[Text for analysis]

<<<<

The coinsurance requirement matters just as much. Many commercial policies require manufacturers to carry coverage equal to at least 80% of equipment replacement value. Underinsure your equipment, and the insurer applies a proportional penalty at claims time — you absorb the shortfall.

Per IRMI's analysis of coinsurance in commercial property policies, the recovery ratio is calculated by dividing the carried limit by the minimum required limit, and claims payments are reduced accordingly.
Accurate equipment valuation before binding coverage is what separates a full recovery from a partial one.
How to Get the Right Equipment Breakdown Coverage for Your Manufacturing Operation
What to Bring to the Quoting Process
Manufacturers with complex equipment benefit most from working with a broker who understands industrial risks. Before requesting quotes, gather:
- A current equipment inventory with estimated replacement values (replacement cost, not book value)
- Equipment age and maintenance records
- Existing policy information (commercial property, BOP, or package policy)
- Any history of prior breakdowns or insurance claims
Generic, off-the-shelf policies rarely account for the specific mix of equipment, production dependencies, and operational risks in a manufacturing environment. A broker who understands SIC codes, process equipment, and manufacturing exposures can match your coverage to how your facility actually operates, rather than defaulting to a standard class code that may not reflect your actual risk.
Working with Soma
Soma works with leading carriers — including Chubb, Liberty Mutual, Markel, and Nationwide — and places equipment breakdown coverage as part of comprehensive manufacturing insurance programs. Soma's brokers have experience across manufacturing segments, including complex operations that standard markets decline.

Through a single application, manufacturers can receive industry-specific quotes without waiting weeks for responses. The team analyzes your specific exposures and matches coverage to your production environment — filling gaps that generic policies typically miss.
Frequently Asked Questions
What is covered by equipment breakdown insurance?

>>>>

[Task]
Continue the equipment breakdown insurance text from the point where it stops.

[Data section]
<<<<

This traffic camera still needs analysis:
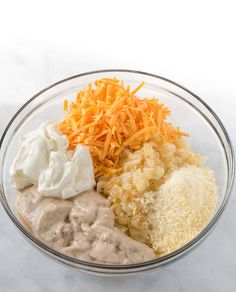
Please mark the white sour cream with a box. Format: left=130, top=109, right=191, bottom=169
left=10, top=121, right=95, bottom=199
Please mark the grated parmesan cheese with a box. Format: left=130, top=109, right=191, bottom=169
left=148, top=165, right=217, bottom=256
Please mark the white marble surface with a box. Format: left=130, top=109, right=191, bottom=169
left=0, top=0, right=236, bottom=292
left=0, top=97, right=236, bottom=292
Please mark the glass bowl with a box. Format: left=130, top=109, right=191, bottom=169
left=0, top=70, right=234, bottom=276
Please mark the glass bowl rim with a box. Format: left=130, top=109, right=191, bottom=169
left=0, top=69, right=235, bottom=273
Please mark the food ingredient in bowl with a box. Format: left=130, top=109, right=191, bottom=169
left=58, top=78, right=187, bottom=177
left=97, top=140, right=202, bottom=245
left=16, top=187, right=156, bottom=264
left=10, top=121, right=95, bottom=199
left=148, top=165, right=217, bottom=255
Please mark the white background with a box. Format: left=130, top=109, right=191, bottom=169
left=0, top=0, right=236, bottom=292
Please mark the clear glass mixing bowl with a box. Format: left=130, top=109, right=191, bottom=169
left=0, top=70, right=234, bottom=275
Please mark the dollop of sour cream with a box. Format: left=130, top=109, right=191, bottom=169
left=10, top=121, right=95, bottom=199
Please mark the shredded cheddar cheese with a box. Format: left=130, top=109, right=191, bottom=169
left=58, top=78, right=187, bottom=177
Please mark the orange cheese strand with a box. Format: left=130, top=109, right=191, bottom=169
left=58, top=78, right=187, bottom=177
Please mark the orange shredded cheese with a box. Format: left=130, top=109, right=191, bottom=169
left=58, top=78, right=187, bottom=177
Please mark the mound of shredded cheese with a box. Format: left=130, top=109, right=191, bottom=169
left=58, top=78, right=187, bottom=177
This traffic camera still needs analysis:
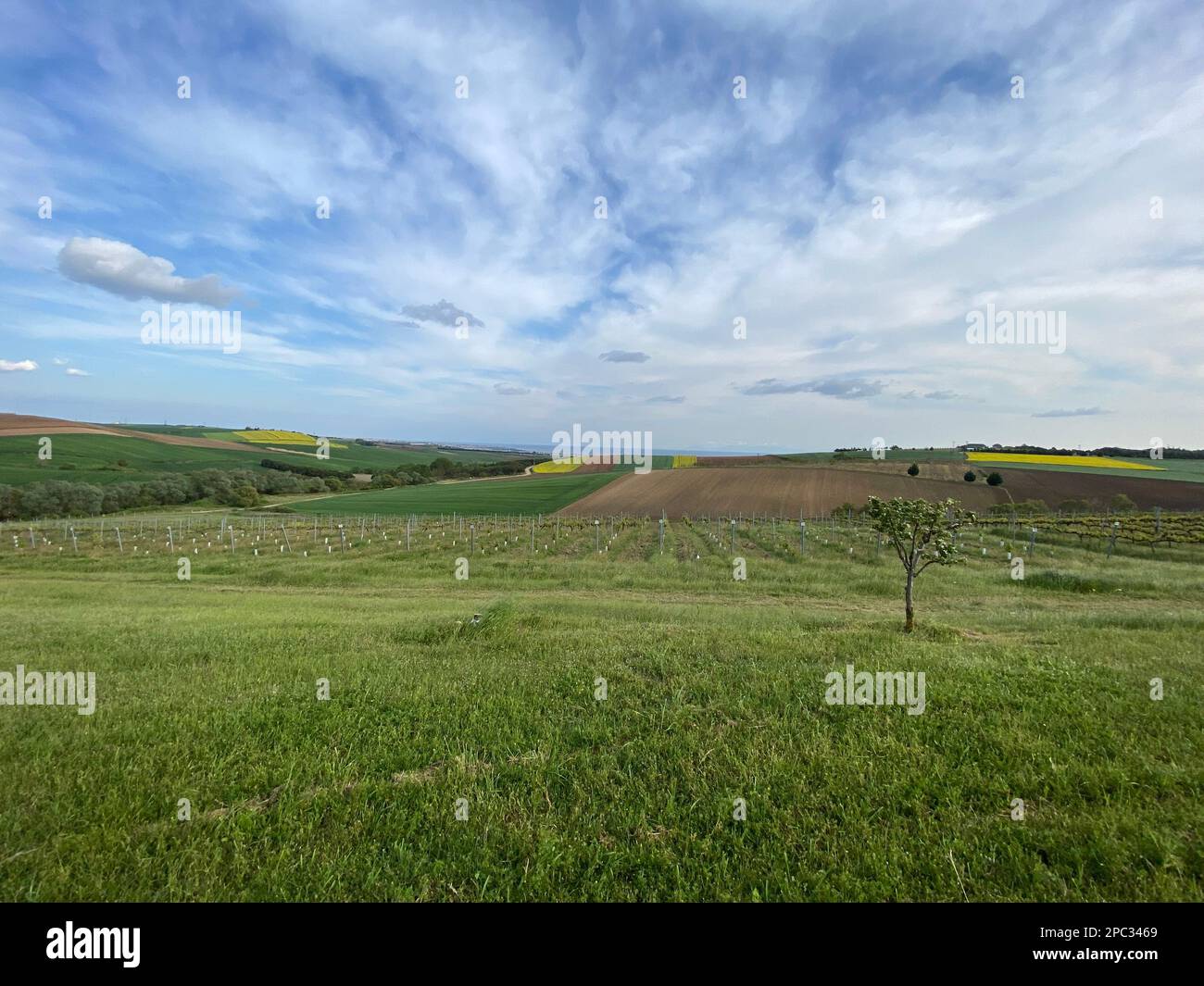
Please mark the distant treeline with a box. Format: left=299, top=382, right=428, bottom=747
left=372, top=456, right=536, bottom=489
left=987, top=445, right=1204, bottom=458
left=0, top=469, right=344, bottom=520
left=259, top=458, right=356, bottom=480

>>>>

[Solved exercise]
Equipment breakdown insurance covers the repair or replacement cost of machinery that suffers a sudden mechanical or electrical failure. Beyond direct equipment damage, the policy also covers business interruption losses, spoilage of perishable goods, and extra expenses incurred to restore operations during the repair period.
Is equipment breakdown insurance worth it for manufacturers?
For manufacturers, it's essential. Production equipment is expensive to replace, downtime carries significant financial consequences, and commercial property insurance specifically excludes the internal failures that cause most equipment losses.
What are the most common causes of equipment breakdowns?
Rough Notes reports that over 50% of equipment breakdown claims stem from power surges affecting circuit boards, drive boards, and sensitive electronic components. Mechanical failures and operator-induced failures make up most of the remainder.
What is the 80% rule in insurance?
The 80% coinsurance rule requires that you carry coverage equal to at least 80% of your equipment's replacement value. If you insure for less than that threshold, the insurer will only pay a proportional share of any claim — you absorb the rest out of pocket. Accurate equipment valuation before binding coverage is critical to avoid this penalty.
Does equipment breakdown insurance cover operator error?
Most equipment breakdown policies cover accidental damage from operator error — such as a worker mis-operating a hydraulic press. The damage must be accidental and sudden, not the result of intentional misuse or deliberate abuse.
Can equipment breakdown insurance be added to a Business Owners Policy?
Yes. Equipment breakdown coverage is commonly available as an endorsement to a BOP or commercial property policy. Adding it this way is typically more cost-effective than purchasing a standalone policy, and it simplifies claims handling since both coverages sit under the same program.